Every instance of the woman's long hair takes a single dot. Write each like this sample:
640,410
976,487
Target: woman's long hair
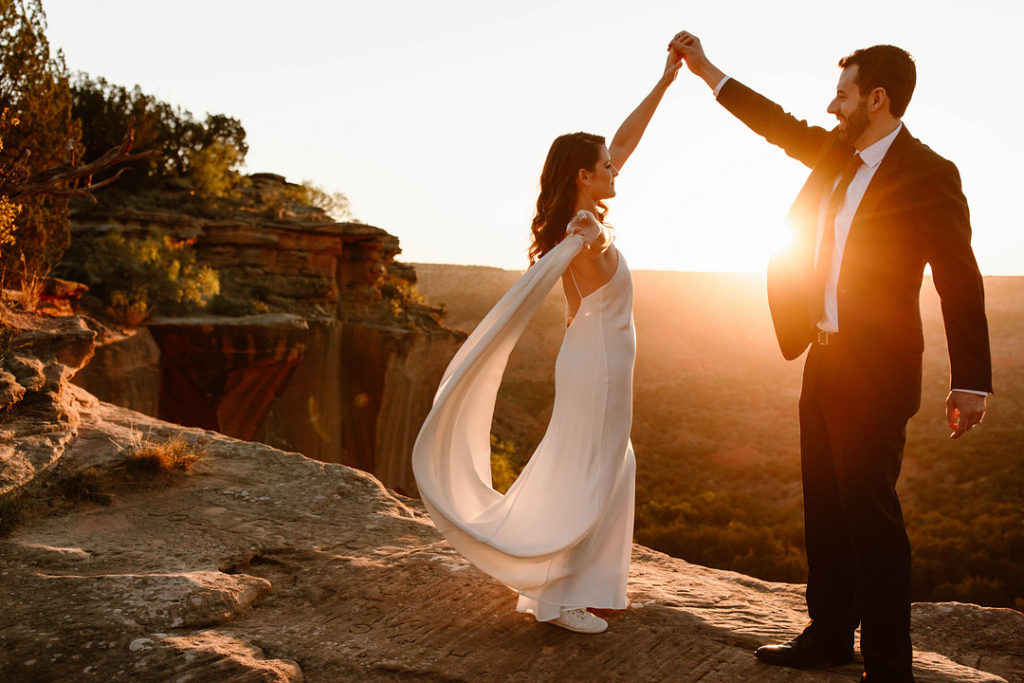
556,204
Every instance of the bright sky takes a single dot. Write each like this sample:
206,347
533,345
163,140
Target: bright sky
434,118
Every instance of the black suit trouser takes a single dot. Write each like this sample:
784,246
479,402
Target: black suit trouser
854,407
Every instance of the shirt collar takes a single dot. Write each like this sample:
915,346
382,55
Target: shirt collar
876,152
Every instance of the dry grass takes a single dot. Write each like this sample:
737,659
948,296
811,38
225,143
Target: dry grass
173,456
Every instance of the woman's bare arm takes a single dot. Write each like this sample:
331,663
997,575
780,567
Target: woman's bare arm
631,130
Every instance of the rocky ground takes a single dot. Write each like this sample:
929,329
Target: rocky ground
265,565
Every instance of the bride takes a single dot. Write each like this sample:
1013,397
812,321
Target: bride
561,536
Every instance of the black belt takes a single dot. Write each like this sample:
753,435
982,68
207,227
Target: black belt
825,338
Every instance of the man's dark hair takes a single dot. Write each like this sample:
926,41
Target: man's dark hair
885,67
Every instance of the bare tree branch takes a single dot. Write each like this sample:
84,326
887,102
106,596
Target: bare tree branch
61,180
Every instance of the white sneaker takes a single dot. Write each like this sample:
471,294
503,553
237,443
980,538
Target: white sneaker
580,621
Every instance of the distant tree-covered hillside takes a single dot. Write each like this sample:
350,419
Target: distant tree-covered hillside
716,434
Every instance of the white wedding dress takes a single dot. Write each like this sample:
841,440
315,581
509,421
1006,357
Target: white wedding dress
561,536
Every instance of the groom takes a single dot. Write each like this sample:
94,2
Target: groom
877,207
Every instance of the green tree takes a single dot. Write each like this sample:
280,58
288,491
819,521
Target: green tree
207,152
34,88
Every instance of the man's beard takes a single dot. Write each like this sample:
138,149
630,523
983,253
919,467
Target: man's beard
856,123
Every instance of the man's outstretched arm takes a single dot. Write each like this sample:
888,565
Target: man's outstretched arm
798,138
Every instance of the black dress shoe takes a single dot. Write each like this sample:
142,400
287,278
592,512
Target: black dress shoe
906,678
808,650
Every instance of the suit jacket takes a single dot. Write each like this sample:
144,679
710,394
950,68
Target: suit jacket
913,212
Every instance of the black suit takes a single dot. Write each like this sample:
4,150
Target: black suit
859,391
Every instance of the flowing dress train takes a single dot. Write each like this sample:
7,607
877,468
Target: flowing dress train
561,536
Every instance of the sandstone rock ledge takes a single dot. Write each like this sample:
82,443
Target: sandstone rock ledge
264,565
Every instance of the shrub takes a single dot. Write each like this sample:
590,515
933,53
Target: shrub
173,456
12,511
129,279
88,484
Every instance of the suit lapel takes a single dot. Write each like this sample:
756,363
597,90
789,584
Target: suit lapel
882,183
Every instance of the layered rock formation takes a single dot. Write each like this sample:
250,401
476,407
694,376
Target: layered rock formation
265,565
349,380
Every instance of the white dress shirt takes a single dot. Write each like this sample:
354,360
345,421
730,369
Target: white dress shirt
871,157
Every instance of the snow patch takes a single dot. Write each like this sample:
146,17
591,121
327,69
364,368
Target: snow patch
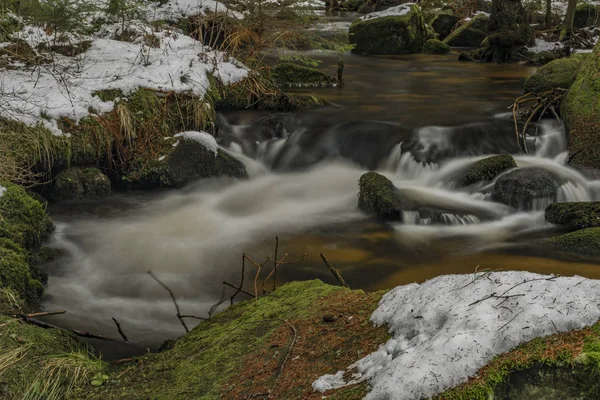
449,327
206,139
397,11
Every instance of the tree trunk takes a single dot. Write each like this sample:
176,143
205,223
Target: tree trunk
567,27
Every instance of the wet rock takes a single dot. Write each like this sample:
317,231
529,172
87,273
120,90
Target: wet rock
525,188
574,215
584,241
559,73
471,34
397,30
434,46
581,113
487,169
294,75
443,23
80,184
191,161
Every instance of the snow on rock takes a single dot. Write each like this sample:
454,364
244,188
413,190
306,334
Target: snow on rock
66,88
204,138
390,12
449,327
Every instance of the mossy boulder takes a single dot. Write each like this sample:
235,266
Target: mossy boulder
584,241
191,161
586,14
470,34
378,196
574,215
524,188
80,184
443,23
580,111
557,74
434,46
294,75
487,169
397,30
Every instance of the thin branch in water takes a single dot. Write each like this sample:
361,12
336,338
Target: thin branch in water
172,298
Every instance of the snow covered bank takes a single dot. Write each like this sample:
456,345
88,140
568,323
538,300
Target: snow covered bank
446,329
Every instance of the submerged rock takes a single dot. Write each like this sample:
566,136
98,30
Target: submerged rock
397,30
487,169
574,215
584,241
80,184
191,161
559,74
434,46
443,23
294,75
471,34
581,113
526,188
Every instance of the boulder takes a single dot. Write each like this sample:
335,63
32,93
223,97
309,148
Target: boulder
294,75
586,15
80,184
191,160
397,30
584,241
470,34
580,111
526,188
434,46
443,23
559,73
487,169
575,215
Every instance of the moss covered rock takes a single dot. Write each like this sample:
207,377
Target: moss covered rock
80,184
584,241
434,46
487,169
398,30
443,23
378,196
294,75
559,74
470,34
575,215
191,161
580,111
525,187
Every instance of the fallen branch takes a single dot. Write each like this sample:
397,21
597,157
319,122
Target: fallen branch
172,298
120,330
334,272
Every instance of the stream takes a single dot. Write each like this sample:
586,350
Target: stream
420,120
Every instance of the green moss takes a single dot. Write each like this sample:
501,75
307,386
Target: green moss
488,168
581,113
584,241
404,34
575,215
289,75
559,73
80,184
434,46
470,34
378,196
199,363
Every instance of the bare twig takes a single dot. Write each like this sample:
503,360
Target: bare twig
172,298
334,272
120,330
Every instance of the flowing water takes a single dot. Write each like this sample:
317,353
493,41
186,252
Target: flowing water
420,120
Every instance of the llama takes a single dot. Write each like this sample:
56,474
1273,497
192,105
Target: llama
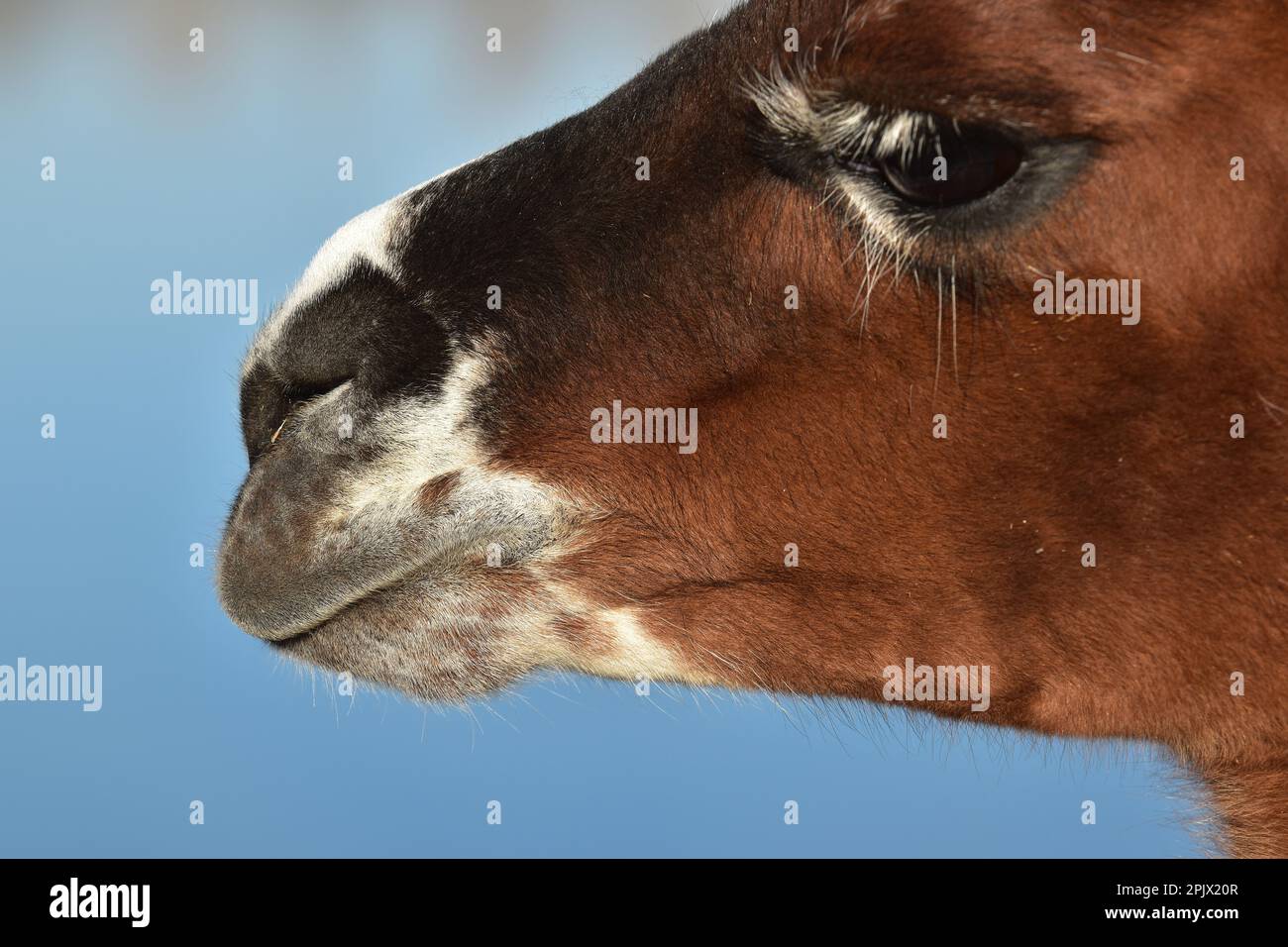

* **EXERCISE GOAL**
Pick out every line of the material that contains the word "fallen".

* **TASK RESULT**
Every instance of the fallen branch takes a single dot. Write each like this sample:
Target: fallen branch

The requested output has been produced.